### Tâche demandée 1:
D'après le texte source, quel nom donne-t-on à la diversité des espèces et des classes de diamètre des arbres d'une forêt ?

### Texte source:

17 Information mutuelle

La récursivité est une propriété importante de l’entropie de Shannon qui permet d’envisager la diversité de façon multidimensionnelle, par exemple la diversité des espèces et des classes de diamètre des arbres d’une forêt (appelée diversité structurelle). La récursivité apporte des résultats nettement moins intéressants quand l’entropie HCDT est considérée.

Le nombre effectif d’habitats occupés par une espèce peut être interprété comme la taille de sa niche écologique : la mesure de la diversité des communautés peut apporter une information aussi intéressante que la diversité des espèces.

Plusieurs mesures de diversité ont été construite autour de l’information mutuelle. Elles sont présentées ici après leur propriété mathématique fondamentale : la récursivité de l’entropie.

### Lignes de données:
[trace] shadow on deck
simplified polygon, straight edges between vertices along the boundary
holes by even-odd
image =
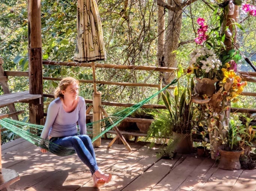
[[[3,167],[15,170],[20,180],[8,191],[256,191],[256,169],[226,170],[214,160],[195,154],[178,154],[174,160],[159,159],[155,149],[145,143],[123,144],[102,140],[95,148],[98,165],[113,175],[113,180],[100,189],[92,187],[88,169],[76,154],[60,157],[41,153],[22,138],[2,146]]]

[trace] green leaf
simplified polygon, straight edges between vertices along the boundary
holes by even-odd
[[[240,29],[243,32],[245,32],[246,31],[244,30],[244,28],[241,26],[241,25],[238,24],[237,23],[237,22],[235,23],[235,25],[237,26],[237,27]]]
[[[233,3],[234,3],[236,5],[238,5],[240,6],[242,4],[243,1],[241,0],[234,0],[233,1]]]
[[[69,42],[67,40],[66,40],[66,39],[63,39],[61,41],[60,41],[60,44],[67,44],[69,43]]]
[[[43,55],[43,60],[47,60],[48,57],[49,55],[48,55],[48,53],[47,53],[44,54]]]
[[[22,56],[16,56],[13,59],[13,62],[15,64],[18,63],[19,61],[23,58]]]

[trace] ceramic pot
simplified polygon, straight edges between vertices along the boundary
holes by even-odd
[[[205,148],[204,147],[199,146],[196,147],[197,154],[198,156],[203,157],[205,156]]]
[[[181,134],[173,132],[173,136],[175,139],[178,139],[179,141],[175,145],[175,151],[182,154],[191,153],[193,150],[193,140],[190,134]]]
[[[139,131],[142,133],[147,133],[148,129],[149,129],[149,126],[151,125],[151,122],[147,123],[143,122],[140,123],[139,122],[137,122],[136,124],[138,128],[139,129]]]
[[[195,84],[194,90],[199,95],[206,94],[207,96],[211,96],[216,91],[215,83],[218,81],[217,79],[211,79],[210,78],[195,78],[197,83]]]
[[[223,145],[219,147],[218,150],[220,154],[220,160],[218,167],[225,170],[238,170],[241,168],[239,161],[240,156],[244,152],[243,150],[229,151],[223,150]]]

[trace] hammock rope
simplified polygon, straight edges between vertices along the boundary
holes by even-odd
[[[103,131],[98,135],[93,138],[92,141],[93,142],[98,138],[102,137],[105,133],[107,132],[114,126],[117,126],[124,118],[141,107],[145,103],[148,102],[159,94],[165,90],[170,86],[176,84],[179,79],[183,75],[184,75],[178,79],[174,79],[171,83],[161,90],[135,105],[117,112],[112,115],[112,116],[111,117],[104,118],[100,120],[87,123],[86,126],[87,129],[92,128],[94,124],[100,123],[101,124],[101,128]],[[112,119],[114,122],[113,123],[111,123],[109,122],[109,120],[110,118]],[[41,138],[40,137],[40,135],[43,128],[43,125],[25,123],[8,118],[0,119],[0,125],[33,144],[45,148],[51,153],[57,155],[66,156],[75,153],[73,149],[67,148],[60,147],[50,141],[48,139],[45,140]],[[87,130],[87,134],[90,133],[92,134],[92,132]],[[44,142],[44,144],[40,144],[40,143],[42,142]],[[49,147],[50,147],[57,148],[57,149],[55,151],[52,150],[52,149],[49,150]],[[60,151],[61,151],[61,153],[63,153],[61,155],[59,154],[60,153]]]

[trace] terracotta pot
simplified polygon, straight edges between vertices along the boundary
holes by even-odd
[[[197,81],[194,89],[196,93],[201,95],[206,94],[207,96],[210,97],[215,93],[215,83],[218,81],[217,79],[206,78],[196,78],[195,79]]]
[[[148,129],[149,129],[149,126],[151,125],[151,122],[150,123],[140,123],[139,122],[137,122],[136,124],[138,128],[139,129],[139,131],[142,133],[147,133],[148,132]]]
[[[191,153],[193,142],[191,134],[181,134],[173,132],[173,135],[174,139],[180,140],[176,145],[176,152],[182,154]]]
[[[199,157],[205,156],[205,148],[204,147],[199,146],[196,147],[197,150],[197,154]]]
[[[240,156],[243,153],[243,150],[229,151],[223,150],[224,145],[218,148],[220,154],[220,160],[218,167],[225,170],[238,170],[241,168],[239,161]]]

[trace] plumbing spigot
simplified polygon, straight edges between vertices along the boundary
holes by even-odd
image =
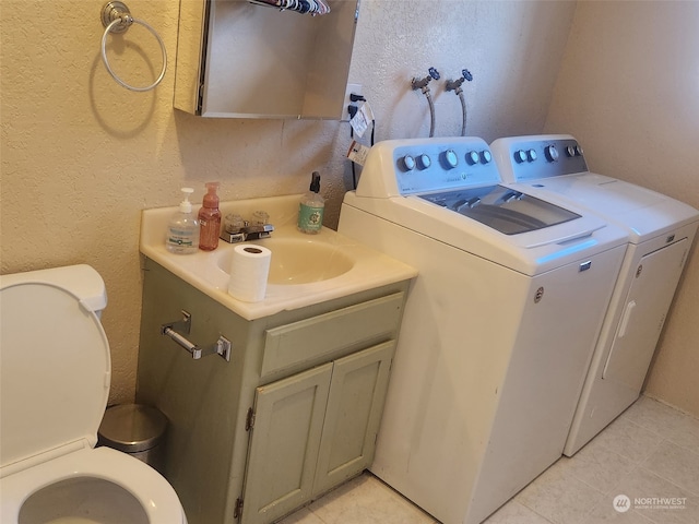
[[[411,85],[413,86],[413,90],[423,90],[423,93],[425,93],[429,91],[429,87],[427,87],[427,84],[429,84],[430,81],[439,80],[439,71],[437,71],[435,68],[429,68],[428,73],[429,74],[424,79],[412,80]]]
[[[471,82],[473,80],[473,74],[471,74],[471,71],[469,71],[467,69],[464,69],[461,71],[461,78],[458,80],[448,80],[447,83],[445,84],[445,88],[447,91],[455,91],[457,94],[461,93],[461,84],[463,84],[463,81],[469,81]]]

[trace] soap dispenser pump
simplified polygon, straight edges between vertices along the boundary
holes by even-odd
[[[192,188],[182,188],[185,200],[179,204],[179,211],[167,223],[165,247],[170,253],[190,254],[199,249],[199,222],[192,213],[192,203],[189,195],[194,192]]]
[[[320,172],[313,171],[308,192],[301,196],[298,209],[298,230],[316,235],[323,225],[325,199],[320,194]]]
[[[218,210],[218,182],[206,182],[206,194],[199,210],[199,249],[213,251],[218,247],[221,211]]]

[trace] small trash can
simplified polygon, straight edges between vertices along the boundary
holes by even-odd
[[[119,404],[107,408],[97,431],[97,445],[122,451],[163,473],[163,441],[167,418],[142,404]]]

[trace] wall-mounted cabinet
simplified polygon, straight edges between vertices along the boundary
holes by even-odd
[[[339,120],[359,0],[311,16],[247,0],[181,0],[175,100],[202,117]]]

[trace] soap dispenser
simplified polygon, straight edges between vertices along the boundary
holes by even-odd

### Tâche demandée 2:
Recopiez à l'identique les lignes de données, de celle qui contient « [trace] small trash can » jusqu'à la dernière, ces deux bornes comprises.

### Solution complète 1:
On l'appelle la diversité structurelle.

### Solution complète 2:
[trace] small trash can
simplified polygon, straight edges between vertices along the boundary
holes by even-odd
[[[119,404],[107,408],[97,431],[97,445],[122,451],[163,473],[163,441],[167,418],[142,404]]]

[trace] wall-mounted cabinet
simplified polygon, straight edges between vertices along the boundary
holes by even-odd
[[[339,120],[359,0],[311,16],[247,0],[181,0],[175,100],[202,117]]]

[trace] soap dispenser
simplified polygon, straight edges between vertices along the boundary
holes by even-odd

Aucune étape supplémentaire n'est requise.